Rescale the listing from the line with "on roof is?" through the line with "[312,123,414,288]", both included. Write out every line in that span again, changing only the bounding-box coordinates in the answers: multiply each by 1.4 and round to a whole number, with halves rounded up.
━━━━━━━━━━━━━━━━━━━━
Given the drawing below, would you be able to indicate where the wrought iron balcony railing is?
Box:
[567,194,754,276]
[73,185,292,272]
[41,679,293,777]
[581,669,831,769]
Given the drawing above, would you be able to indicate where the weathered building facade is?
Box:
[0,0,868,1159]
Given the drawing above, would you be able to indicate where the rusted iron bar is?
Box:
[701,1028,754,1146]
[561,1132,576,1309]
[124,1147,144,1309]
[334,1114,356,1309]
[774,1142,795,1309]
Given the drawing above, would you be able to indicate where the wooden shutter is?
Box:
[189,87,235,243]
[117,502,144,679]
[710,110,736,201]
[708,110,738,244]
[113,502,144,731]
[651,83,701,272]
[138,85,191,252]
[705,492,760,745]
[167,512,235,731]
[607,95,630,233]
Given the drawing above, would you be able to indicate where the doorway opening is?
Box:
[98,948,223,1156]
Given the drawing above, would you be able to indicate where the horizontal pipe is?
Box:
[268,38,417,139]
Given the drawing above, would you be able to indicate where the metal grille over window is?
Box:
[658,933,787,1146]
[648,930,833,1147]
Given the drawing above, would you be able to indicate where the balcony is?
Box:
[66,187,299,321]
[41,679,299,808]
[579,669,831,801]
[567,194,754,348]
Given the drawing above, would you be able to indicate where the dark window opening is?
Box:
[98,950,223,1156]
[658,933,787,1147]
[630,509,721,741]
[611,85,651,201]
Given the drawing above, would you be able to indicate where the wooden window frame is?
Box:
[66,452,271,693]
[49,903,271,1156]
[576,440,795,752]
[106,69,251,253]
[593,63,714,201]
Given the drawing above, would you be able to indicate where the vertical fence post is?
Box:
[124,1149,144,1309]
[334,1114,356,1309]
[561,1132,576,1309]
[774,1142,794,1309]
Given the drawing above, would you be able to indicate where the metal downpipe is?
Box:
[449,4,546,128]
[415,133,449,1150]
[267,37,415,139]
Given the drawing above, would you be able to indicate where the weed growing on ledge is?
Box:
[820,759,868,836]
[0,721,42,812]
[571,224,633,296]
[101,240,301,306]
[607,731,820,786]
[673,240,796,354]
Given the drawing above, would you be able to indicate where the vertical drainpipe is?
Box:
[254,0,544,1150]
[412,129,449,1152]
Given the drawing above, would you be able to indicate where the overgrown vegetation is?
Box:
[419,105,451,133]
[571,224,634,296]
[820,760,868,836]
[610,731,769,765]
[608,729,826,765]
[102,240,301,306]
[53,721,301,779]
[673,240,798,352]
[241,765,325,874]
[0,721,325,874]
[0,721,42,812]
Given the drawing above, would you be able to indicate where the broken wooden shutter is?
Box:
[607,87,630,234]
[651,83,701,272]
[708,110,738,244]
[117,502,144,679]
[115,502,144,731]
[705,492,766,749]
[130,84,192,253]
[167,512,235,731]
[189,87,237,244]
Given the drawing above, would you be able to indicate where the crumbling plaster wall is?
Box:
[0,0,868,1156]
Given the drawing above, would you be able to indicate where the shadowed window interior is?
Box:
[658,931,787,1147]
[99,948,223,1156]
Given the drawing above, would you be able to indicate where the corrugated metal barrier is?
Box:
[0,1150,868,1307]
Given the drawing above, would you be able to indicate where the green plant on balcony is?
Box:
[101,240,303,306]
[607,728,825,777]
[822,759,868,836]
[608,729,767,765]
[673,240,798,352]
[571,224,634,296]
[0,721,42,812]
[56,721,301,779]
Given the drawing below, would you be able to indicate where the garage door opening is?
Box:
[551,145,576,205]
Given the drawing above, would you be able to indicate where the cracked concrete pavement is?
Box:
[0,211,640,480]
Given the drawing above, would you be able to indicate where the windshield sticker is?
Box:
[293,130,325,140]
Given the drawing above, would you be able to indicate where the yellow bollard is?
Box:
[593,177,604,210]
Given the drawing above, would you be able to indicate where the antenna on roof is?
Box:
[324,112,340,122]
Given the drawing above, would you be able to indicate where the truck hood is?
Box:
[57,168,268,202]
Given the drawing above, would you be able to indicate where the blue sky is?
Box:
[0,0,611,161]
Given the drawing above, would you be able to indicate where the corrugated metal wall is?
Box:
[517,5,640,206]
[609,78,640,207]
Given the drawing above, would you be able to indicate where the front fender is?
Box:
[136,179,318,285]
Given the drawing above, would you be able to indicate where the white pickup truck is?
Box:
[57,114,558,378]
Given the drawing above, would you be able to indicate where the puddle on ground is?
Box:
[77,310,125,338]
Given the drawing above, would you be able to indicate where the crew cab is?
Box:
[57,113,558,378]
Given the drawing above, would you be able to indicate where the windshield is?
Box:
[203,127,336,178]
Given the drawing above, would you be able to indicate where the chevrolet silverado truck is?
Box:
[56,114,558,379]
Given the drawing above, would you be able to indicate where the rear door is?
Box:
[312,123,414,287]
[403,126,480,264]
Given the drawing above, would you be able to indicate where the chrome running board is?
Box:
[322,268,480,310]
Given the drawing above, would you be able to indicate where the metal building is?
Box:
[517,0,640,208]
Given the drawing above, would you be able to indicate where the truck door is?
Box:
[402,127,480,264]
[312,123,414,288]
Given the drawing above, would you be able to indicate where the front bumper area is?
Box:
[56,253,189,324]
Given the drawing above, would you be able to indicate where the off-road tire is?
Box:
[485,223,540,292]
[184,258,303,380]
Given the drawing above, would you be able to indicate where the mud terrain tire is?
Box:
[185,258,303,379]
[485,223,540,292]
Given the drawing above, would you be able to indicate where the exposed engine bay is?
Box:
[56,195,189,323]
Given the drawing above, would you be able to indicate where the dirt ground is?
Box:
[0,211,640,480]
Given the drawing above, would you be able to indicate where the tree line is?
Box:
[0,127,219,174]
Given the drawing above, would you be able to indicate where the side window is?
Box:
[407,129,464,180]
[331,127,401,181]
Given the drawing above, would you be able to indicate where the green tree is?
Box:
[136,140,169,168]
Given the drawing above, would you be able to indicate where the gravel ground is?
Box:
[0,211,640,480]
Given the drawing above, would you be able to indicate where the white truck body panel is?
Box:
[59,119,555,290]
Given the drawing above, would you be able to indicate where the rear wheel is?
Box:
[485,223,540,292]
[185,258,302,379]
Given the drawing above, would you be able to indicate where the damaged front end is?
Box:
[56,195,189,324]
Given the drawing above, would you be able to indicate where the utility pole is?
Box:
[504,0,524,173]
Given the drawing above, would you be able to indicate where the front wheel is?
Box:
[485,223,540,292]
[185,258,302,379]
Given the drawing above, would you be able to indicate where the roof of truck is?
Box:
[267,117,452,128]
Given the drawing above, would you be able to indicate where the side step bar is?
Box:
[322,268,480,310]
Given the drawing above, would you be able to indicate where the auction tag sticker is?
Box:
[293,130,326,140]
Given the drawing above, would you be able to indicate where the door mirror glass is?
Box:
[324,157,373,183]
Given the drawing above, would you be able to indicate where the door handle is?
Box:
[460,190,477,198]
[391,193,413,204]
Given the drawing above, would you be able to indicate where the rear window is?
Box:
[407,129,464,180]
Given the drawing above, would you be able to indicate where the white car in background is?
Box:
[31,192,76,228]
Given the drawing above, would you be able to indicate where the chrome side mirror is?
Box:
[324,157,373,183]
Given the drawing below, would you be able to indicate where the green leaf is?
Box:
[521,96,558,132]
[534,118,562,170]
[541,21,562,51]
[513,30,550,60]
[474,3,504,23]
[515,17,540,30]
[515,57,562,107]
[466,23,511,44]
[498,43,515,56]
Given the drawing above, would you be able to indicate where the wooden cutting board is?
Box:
━━━━━━━━━━━━━━━━━━━━
#### [Task output]
Given the drawing above, would you be able to indicate where the antenna on roof is?
Box:
[454,157,476,171]
Given the drawing above, would you be able to indicate where the truck hood is?
Box:
[80,235,375,283]
Given the drawing above, would you be able to indicate where the blue sky is?
Box:
[0,0,855,225]
Given the drawing above, would you be able to indicate where the corrugated metal wall is?
Box:
[724,7,896,288]
[853,109,896,290]
Given the drawing above, would you be able to indicate where the front fender is?
Box:
[190,251,445,399]
Given the drawing above, would you be able to indicate where the white pickup truck is?
Box:
[80,160,781,529]
Given the drawing above, would you be able to indicate where the puddle on ground is?
Box:
[108,434,175,473]
Given the drawing above, would you be able to indicate where the crew cab is?
Box:
[80,158,781,529]
Given the drawing above, would you be able to indicate where the windshield is?
Box:
[284,178,470,249]
Given the drawing above, would you be able to indicate where the chevrolet silverado truck is?
Box:
[78,160,781,531]
Given the drawing above, would you be able to indicate where the rear door is?
Box:
[437,172,580,402]
[564,176,672,370]
Given the drawing above, would you be able to indicate where the chrome running board is?
Box:
[451,375,672,434]
Given the drawing above, would you be able to indicate where the metal building is?
Box:
[724,0,896,291]
Given the drawing above, would you be able to indicate where the truck door is?
Box:
[563,178,672,370]
[437,172,580,403]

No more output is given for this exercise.